Текст:

________________________________________

Слово “переведенец”, близкое к “высланному” советского времени, стало одним из самых распространенных в Петербурге при Петре (близость этих понятий очевидна из текстов тех времен: “Мастеровых людей, высланных на вечное житье…”). Власти заранее определяли места поселения мастеров.
С 1712 г. в Московской части, а с 1721 г. на Охте образовались густонаселенные переведенческие слободы, где можно было услышать говор самых разных уездов обширной России (недаром в быт Петербурга вошло понятие “охтенские переведенцы”). Селили их и в окрестностях города — там, где были каменоломни (на Путиловщине, на Лаве), кожевенное и пильное дело (на р. Назе) и в других местах. Переведенцам на месте выдавали муку и деньги. Из документов мы узнаем, что это жалованье не было постоянным и в зимнее время (“для нынешних зимних малых дней… с ноября по апрель”, когда короткий световой день не позволял работать так долго, как летом) мастеровые получали жалованье “вполы” и даже еще меньше.
Из просмотренного мною именного списка почти тысячи “мастеровых людей вечного житья” за 1723 г. следует, что среди них были люди самых различных профессий. Больше всего было каменщиков и кирпичников (455 человек), меньше “штукатуров”, “каменоломщиков”, кузнецов, столяров, “рещиков на дереве” и “рещиков на камне”, плотников, пиловщиков, гончаров, токарей. По два-три человека было “оконничников”, “живописцев” (маляров), портных, литейщиков “медного дела”, прядильщиков, мастеров “замшевого лосиного дела”. Плотинных и пильных мастеров было вообще по одному человеку. Всех мастеровых делили на “умеющих” и “малоумеющих”, женатых и холостых. Лучше всего (в смысле жалованья) жилось умеющим и женатым, хотя умеющим и неженатым тоже было неплохо. Самыми высокооплачиваемыми были каменщики, кирпичники, столяры, резчики — по 30–40 алтын (90 коп. — 1,2 руб.) “на день за вычетом воскресных дней”, меньше всего получали “малоумеющие” разных профессий — от 20 алтын (60 коп.) до 8 денег (4 коп.). Жизнь мастеровых “вечного житья” в Петербурге была трудна. Это отразилось в фольклоре, в знаменитом лубке “Мыши кота погребают”. Среди мышей, покалеченных котом (который своими замечательными усами весьма напоминает Петра Великого), идет “мышь, охтенская переведёнка, несет раненного котом своего ребенка”.

________________________________________

Приведённый список:
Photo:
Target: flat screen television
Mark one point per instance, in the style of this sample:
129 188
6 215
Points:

________________________________________

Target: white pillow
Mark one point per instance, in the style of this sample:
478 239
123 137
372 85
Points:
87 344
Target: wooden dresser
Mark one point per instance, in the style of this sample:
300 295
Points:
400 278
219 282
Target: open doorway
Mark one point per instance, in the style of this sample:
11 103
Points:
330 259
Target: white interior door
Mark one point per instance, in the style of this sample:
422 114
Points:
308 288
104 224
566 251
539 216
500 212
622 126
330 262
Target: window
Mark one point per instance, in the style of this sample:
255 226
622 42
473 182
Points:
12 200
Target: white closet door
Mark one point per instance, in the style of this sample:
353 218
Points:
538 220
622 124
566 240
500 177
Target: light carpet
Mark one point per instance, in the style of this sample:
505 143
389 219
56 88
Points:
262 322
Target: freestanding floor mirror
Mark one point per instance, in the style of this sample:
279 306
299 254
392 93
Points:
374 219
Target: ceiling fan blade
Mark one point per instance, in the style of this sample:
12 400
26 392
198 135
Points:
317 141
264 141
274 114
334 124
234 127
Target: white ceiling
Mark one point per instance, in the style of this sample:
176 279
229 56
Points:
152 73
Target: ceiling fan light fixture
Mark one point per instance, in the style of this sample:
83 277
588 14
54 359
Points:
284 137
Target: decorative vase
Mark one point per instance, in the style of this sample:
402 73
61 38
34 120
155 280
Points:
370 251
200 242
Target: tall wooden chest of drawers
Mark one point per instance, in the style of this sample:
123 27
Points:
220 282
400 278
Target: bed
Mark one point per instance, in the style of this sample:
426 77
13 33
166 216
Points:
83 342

________________________________________

Задание 1: Определите, соответствуют ли тексту о петербургских переведенцах утверждения (а), (б) и (в), и подтвердите каждый ответ «да» или «нет» точной цитатой из него: (а) переведенческая слобода на Охте образовалась раньше, чем в Московской части; (б) зимой мастеровые получали жалованье в полном размере; (в) каменщиков и кирпичников в списке за 1723 г. было больше, чем мастеров любой другой профессии.
Задание 2: Объясните по тексту о петербургских переведенцах, почему в зимние месяцы мастеровые получали меньшее жалованье.
Задание 3: Перепишите из текста о петербургских переведенцах отрывок от слов «С 1712 г. в» до слов «даже еще меньше.».
Список здесь никакой роли не играет.

Решение 1:
(а) Нет: «С 1712 г. в Московской части, а с 1721 г. на Охте образовались густонаселенные переведенческие слободы».
(б) Нет: «мастеровые получали жалованье “вполы” и даже еще меньше».
(в) Да: «Больше всего было каменщиков и кирпичников (455 человек)».

Решение 2: С ноября по апрель световой день был коротким и не позволял работать так долго, как летом. Поэтому в это время мастеровым платили жалованье «вполы» и даже еще меньше.

Решение 3:
С 1712 г. в Московской части, а с 1721 г. на Охте образовались густонаселенные переведенческие слободы, где можно было услышать говор самых разных уездов обширной России (недаром в быт Петербурга вошло понятие “охтенские переведенцы”). Селили их и в окрестностях города — там, где были каменоломни (на Путиловщине, на Лаве), кожевенное и пильное дело (на р. Назе) и в других местах. Переведенцам на месте выдавали муку и деньги. Из документов мы узнаем, что это жалованье не было постоянным и в зимнее время (“для нынешних зимних малых дней… с ноября по апрель”, когда короткий световой день не позволял работать так долго, как летом) мастеровые получали жалованье “вполы” и даже еще меньше.